What to work on - Please report how many lines in the records below contain the word "knee", giving only that number.

___ Data extracts

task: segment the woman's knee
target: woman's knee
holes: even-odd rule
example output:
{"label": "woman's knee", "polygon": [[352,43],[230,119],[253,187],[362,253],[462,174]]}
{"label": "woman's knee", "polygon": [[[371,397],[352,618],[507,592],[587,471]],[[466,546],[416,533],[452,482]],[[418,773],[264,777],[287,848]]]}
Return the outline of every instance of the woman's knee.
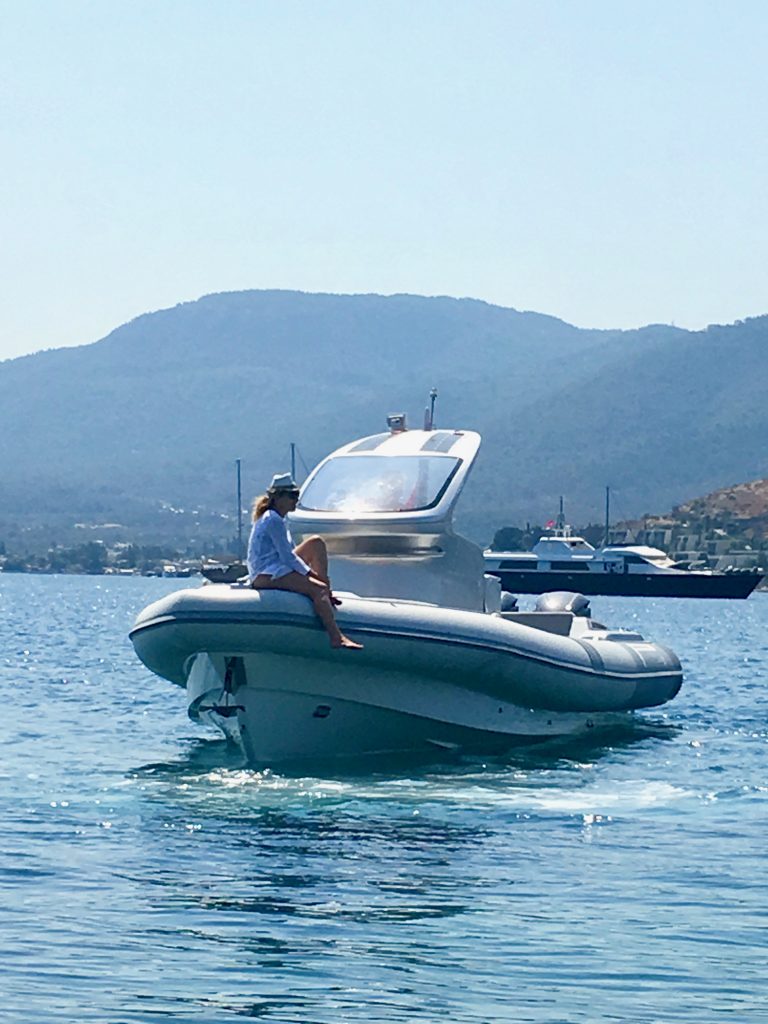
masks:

______

Solution to this exercise - 5